# Problem statement
Format all of the data below as a Markdown table with the columns Row and Line, one numbered row per line and no blank lines. Leave the pictures out of your answer.

# Material for the task
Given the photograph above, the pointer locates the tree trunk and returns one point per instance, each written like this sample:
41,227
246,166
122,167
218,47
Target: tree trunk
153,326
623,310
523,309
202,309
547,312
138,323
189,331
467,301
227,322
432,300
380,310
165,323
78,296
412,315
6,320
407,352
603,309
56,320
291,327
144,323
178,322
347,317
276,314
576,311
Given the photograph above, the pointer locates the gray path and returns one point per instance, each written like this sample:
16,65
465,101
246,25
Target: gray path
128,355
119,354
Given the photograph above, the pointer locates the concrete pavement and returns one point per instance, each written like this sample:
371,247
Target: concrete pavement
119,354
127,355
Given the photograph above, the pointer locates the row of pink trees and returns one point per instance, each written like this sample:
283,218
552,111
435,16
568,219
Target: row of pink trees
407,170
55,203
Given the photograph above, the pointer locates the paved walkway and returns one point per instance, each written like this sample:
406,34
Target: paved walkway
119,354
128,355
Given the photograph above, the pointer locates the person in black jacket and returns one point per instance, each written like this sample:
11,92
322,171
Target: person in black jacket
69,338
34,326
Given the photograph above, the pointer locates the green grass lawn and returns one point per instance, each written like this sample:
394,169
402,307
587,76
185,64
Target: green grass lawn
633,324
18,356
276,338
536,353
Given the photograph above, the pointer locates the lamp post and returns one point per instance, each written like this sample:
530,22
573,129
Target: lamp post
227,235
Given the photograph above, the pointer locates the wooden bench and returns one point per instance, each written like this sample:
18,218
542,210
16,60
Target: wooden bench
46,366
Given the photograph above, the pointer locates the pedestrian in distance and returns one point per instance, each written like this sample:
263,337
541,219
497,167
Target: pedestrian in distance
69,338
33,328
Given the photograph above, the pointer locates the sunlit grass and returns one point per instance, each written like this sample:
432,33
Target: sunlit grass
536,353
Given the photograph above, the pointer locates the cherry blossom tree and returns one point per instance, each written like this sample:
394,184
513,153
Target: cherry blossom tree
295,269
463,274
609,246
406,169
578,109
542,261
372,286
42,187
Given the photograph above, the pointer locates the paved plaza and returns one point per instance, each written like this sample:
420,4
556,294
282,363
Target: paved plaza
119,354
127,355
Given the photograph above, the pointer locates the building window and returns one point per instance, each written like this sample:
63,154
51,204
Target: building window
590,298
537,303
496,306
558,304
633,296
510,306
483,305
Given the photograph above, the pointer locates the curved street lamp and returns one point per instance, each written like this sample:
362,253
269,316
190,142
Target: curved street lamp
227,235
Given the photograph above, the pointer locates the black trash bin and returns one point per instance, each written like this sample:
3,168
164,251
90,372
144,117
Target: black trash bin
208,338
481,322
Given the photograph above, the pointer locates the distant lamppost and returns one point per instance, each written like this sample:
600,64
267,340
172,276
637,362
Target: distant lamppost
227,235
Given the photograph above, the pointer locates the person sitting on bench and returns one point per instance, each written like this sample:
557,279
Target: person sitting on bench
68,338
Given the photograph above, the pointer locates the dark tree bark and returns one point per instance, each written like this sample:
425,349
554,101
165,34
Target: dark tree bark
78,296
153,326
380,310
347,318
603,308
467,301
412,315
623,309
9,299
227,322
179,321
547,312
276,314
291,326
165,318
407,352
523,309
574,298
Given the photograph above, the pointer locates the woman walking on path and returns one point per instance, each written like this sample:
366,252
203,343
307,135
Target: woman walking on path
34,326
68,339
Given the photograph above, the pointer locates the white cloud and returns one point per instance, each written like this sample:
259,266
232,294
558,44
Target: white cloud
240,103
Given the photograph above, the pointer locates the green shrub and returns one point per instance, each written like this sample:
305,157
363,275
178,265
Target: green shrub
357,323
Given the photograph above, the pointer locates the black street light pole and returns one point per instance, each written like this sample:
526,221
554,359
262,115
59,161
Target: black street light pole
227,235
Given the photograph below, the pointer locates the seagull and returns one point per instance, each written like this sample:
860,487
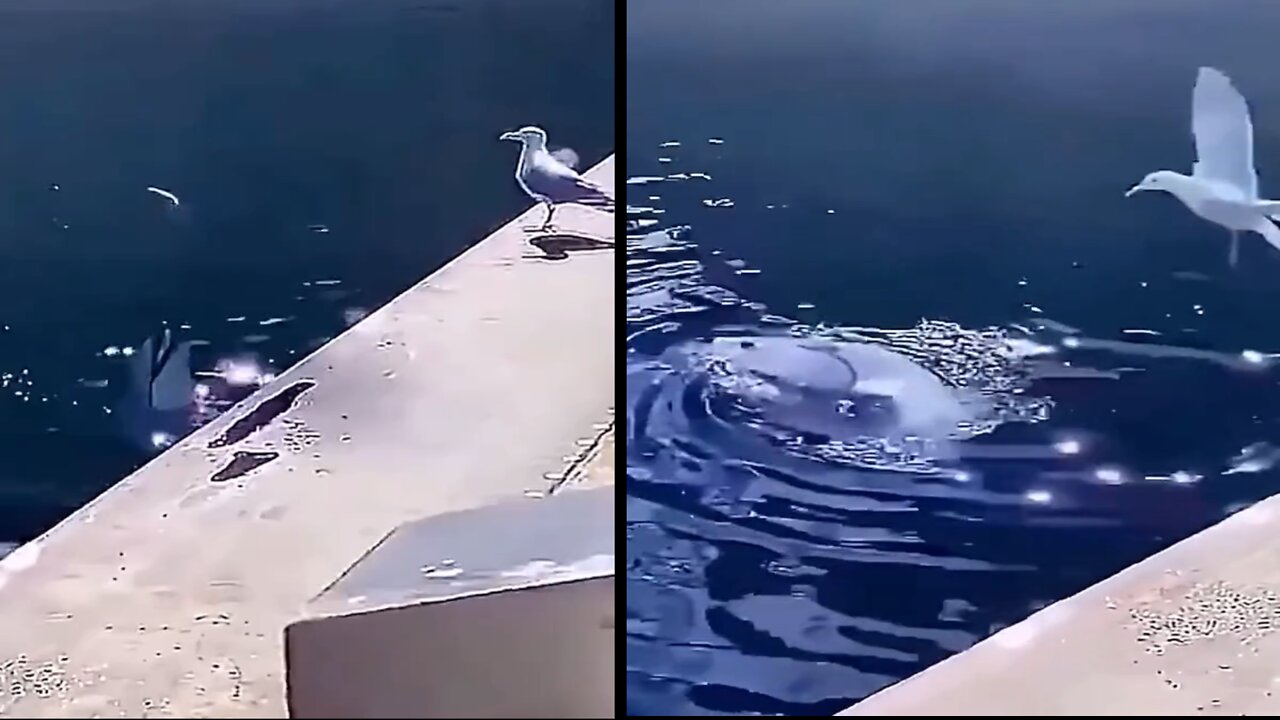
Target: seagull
548,180
1224,186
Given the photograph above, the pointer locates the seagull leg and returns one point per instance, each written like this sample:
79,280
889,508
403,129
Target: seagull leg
551,210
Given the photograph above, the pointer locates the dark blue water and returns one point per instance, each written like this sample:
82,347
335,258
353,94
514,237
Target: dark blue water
327,154
904,365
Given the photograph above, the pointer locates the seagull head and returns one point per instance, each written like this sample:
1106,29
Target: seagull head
530,136
1160,180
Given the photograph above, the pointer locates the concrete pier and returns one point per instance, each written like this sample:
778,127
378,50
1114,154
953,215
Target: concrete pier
168,596
1191,630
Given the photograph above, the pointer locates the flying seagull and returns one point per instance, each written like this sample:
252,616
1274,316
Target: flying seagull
165,194
548,180
1224,186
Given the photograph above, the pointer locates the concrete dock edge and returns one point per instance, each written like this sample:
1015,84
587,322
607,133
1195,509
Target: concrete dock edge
1191,630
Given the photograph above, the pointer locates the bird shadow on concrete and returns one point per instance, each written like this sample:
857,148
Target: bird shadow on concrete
558,246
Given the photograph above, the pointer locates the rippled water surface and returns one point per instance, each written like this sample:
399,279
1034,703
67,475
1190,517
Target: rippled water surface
903,364
325,156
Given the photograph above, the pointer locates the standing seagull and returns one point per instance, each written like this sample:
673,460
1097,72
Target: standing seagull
1223,187
549,181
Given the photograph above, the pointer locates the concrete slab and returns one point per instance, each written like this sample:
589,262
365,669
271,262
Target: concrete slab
1191,630
168,595
498,611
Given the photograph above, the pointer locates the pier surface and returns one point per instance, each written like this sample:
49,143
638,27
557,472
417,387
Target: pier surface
168,595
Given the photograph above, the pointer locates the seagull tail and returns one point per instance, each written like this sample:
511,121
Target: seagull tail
1267,229
1270,208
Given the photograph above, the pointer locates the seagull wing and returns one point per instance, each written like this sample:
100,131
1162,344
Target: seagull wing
1224,133
567,156
560,183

# Task solution
| Row | Line |
|---|---|
| 1 | Given the photograph above, the pointer locates the tree trunk and returns one point per instance, each written like this sample: |
| 2 | 41,227 |
| 3 | 246,166 |
| 4 | 122,167 |
| 5 | 218,47 |
| 6 | Target: tree trunk |
| 7 | 153,326 |
| 8 | 623,310 |
| 9 | 523,309 |
| 10 | 202,309 |
| 11 | 547,312 |
| 12 | 138,323 |
| 13 | 189,331 |
| 14 | 467,301 |
| 15 | 227,322 |
| 16 | 432,300 |
| 17 | 380,310 |
| 18 | 165,323 |
| 19 | 78,296 |
| 20 | 412,315 |
| 21 | 6,320 |
| 22 | 407,352 |
| 23 | 603,309 |
| 24 | 56,320 |
| 25 | 291,327 |
| 26 | 144,323 |
| 27 | 178,322 |
| 28 | 347,317 |
| 29 | 276,314 |
| 30 | 576,311 |
| 31 | Given the photograph above, the pointer locates the gray path and returns one point per instance, each written like this sample: |
| 32 | 16,65 |
| 33 | 465,101 |
| 34 | 246,25 |
| 35 | Target: gray path |
| 36 | 128,355 |
| 37 | 119,354 |
| 38 | Given the photograph above, the pointer locates the concrete pavement and returns one point per instance, each written like this sample: |
| 39 | 371,247 |
| 40 | Target: concrete pavement |
| 41 | 119,354 |
| 42 | 127,355 |
| 43 | Given the photograph above, the pointer locates the row of pink trees and returns one point per instance, each written like this sample: |
| 44 | 283,218 |
| 45 | 552,111 |
| 46 | 435,16 |
| 47 | 568,219 |
| 48 | Target: row of pink trees |
| 49 | 407,170 |
| 50 | 55,203 |
| 51 | Given the photograph above, the pointer locates the paved walkway and returns one point per instance, each written like this sample: |
| 52 | 406,34 |
| 53 | Target: paved walkway |
| 54 | 119,354 |
| 55 | 128,355 |
| 56 | Given the photograph above, the pointer locates the person in black jacket and returns one point per instance, each written like this sample: |
| 57 | 11,92 |
| 58 | 322,171 |
| 59 | Target: person in black jacket |
| 60 | 69,338 |
| 61 | 34,326 |
| 62 | Given the photograph above, the pointer locates the green grass lawn and returns one point per instance, each written like this sample: |
| 63 | 394,169 |
| 64 | 402,307 |
| 65 | 587,76 |
| 66 | 185,64 |
| 67 | Target: green grass lawn |
| 68 | 633,324 |
| 69 | 18,356 |
| 70 | 276,338 |
| 71 | 536,353 |
| 72 | Given the photograph above, the pointer locates the lamp post and returns one point per instance, each written like this sample: |
| 73 | 530,22 |
| 74 | 573,129 |
| 75 | Target: lamp post |
| 76 | 227,235 |
| 77 | Given the photograph above, the pointer locates the wooden bench and returns one point per instance, each written like this sample: |
| 78 | 18,218 |
| 79 | 542,210 |
| 80 | 16,60 |
| 81 | Target: wooden bench |
| 82 | 46,366 |
| 83 | Given the photograph above, the pointer locates the pedestrian in distance and returns one point per instance, each written like this sample: |
| 84 | 263,337 |
| 85 | 541,219 |
| 86 | 497,167 |
| 87 | Target: pedestrian in distance |
| 88 | 69,338 |
| 89 | 33,328 |
| 90 | Given the photograph above, the pointer locates the sunlit grass and returns one point per instance, each written like this sample: |
| 91 | 432,33 |
| 92 | Target: sunlit grass |
| 93 | 536,353 |
| 94 | Given the photograph above, the pointer locates the cherry blossom tree and returns one point per instance, each written like this sample: |
| 95 | 394,184 |
| 96 | 513,153 |
| 97 | Target: cherry blossom tree |
| 98 | 295,269 |
| 99 | 463,274 |
| 100 | 609,246 |
| 101 | 406,169 |
| 102 | 578,109 |
| 103 | 542,261 |
| 104 | 372,286 |
| 105 | 42,187 |
| 106 | Given the photograph above, the pointer locates the paved plaza and returns one point per instance, each written like this sample: |
| 107 | 420,4 |
| 108 | 556,294 |
| 109 | 282,363 |
| 110 | Target: paved plaza |
| 111 | 119,354 |
| 112 | 127,355 |
| 113 | Given the photograph above, the pointer locates the building window and returns one point per instance, each written like this sample: |
| 114 | 63,154 |
| 115 | 51,204 |
| 116 | Target: building window |
| 117 | 590,298 |
| 118 | 537,303 |
| 119 | 496,306 |
| 120 | 558,304 |
| 121 | 633,296 |
| 122 | 510,306 |
| 123 | 483,305 |
| 124 | Given the photograph above, the pointer locates the curved street lamp and returns one point per instance, each written like this sample: |
| 125 | 362,253 |
| 126 | 269,316 |
| 127 | 190,142 |
| 128 | Target: curved street lamp |
| 129 | 227,235 |
| 130 | Given the photograph above, the pointer locates the black trash bin and returns one point per instance, each written like this sample: |
| 131 | 3,168 |
| 132 | 164,251 |
| 133 | 90,372 |
| 134 | 144,117 |
| 135 | Target: black trash bin |
| 136 | 208,338 |
| 137 | 481,322 |
| 138 | Given the photograph above, the pointer locates the distant lamppost and returns one point per instance, each written like this sample: |
| 139 | 600,64 |
| 140 | 267,340 |
| 141 | 172,276 |
| 142 | 637,362 |
| 143 | Target: distant lamppost |
| 144 | 227,235 |
| 145 | Given the photograph above, the pointer locates the person sitting on bench and returns one point per instance, each written like this sample: |
| 146 | 557,279 |
| 147 | Target: person sitting on bench |
| 148 | 68,338 |
| 149 | Given the photograph above, the pointer locates the dark tree bark and returns one point per instance, each written like this sample: |
| 150 | 425,349 |
| 151 | 554,101 |
| 152 | 165,34 |
| 153 | Target: dark tree bark |
| 154 | 78,296 |
| 155 | 153,326 |
| 156 | 380,310 |
| 157 | 347,318 |
| 158 | 603,308 |
| 159 | 467,301 |
| 160 | 412,315 |
| 161 | 623,309 |
| 162 | 9,299 |
| 163 | 227,322 |
| 164 | 179,321 |
| 165 | 547,312 |
| 166 | 276,314 |
| 167 | 291,326 |
| 168 | 165,318 |
| 169 | 407,352 |
| 170 | 523,309 |
| 171 | 574,298 |
| 172 | Given the photograph above, the pointer locates the woman walking on path and returns one point per instance, each written like this sample: |
| 173 | 366,252 |
| 174 | 203,343 |
| 175 | 307,135 |
| 176 | Target: woman walking on path |
| 177 | 34,326 |
| 178 | 68,339 |
| 179 | Given the photograph above, the pointer locates the white cloud and returns one point per instance, each written like this sample: |
| 180 | 259,266 |
| 181 | 232,294 |
| 182 | 558,44 |
| 183 | Target: white cloud |
| 184 | 240,103 |
| 185 | Given the photograph above, the pointer locates the green shrub and returns one point per instance, each written like this sample: |
| 186 | 305,157 |
| 187 | 363,275 |
| 188 | 178,265 |
| 189 | Target: green shrub |
| 190 | 357,323 |
| 191 | Given the photograph above, the pointer locates the black street light pole and returns one point per instance, each written like this sample: |
| 192 | 526,221 |
| 193 | 554,359 |
| 194 | 262,115 |
| 195 | 59,161 |
| 196 | Target: black street light pole |
| 197 | 227,235 |
| 198 | Given the photograph below, the pointer locates the seagull and returns one point per instance, each written like this sample: |
| 199 | 860,487 |
| 200 | Target: seagull |
| 201 | 548,180 |
| 202 | 1224,186 |
| 203 | Given the photograph above, the pointer locates the seagull leg and returns one point per instance, each written like this sample: |
| 204 | 79,280 |
| 205 | 889,508 |
| 206 | 403,129 |
| 207 | Target: seagull leg |
| 208 | 551,210 |
| 209 | Given the photograph above, the pointer locates the dark blue water and returns one point per instance, each written like this sample: |
| 210 | 82,347 |
| 211 | 335,258 |
| 212 | 353,94 |
| 213 | 514,237 |
| 214 | Target: dark blue water |
| 215 | 327,154 |
| 216 | 904,365 |
| 217 | Given the photograph above, the pointer locates the seagull head and returns one point per instance, each written like this sample: |
| 218 | 1106,29 |
| 219 | Target: seagull head |
| 220 | 530,136 |
| 221 | 1160,180 |
| 222 | Given the photograph above, the pointer locates the concrete pier and returns one point per instance, each written like this sample: |
| 223 | 778,127 |
| 224 | 378,50 |
| 225 | 1114,154 |
| 226 | 953,215 |
| 227 | Target: concrete pier |
| 228 | 168,596 |
| 229 | 1191,630 |
| 230 | Given the photograph above, the pointer locates the flying seagull and returns one point per instance, each written like this sample: |
| 231 | 252,616 |
| 232 | 1274,316 |
| 233 | Target: flying seagull |
| 234 | 165,194 |
| 235 | 548,180 |
| 236 | 1224,186 |
| 237 | Given the photograph above, the pointer locates the concrete dock edge and returns one point per instance, each written like this sample: |
| 238 | 1015,84 |
| 239 | 587,322 |
| 240 | 607,133 |
| 241 | 1195,509 |
| 242 | Target: concrete dock edge |
| 243 | 1191,630 |
| 244 | Given the photograph above, the pointer locates the bird shadow on concrete and returns one point per instance, each written like this sample: |
| 245 | 857,148 |
| 246 | Target: bird shadow on concrete |
| 247 | 558,246 |
| 248 | Given the photograph above, the pointer locates the rippled water surface and returns one point per instance, each written like this sample: |
| 249 | 399,279 |
| 250 | 1034,703 |
| 251 | 67,475 |
| 252 | 1190,517 |
| 253 | Target: rippled water surface |
| 254 | 903,364 |
| 255 | 325,156 |
| 256 | Given the photograph above, the pointer locates the standing seagull and returns one point per instance, each written like this sample: |
| 257 | 673,460 |
| 258 | 1097,72 |
| 259 | Target: standing seagull |
| 260 | 1223,187 |
| 261 | 549,181 |
| 262 | Given the photograph above, the pointer locates the concrete slab and returns one point per instance, each written like this sample: |
| 263 | 589,262 |
| 264 | 365,669 |
| 265 | 271,262 |
| 266 | Target: concrete slab |
| 267 | 1191,630 |
| 268 | 168,595 |
| 269 | 498,611 |
| 270 | Given the photograph above, the pointer locates the pier surface and returns one point per instance, each written like this sample: |
| 271 | 49,143 |
| 272 | 638,27 |
| 273 | 557,472 |
| 274 | 417,387 |
| 275 | Target: pier surface |
| 276 | 168,595 |
| 277 | Given the photograph above, the pointer locates the seagull tail and returns one point per instance, each written like this sample: |
| 278 | 511,121 |
| 279 | Target: seagull tail |
| 280 | 1267,229 |
| 281 | 1270,208 |
| 282 | Given the photograph above, the pointer locates the seagull wing and returns one point per instance, each written like this sample: |
| 283 | 100,131 |
| 284 | 1162,344 |
| 285 | Target: seagull wing |
| 286 | 1224,133 |
| 287 | 567,156 |
| 288 | 560,183 |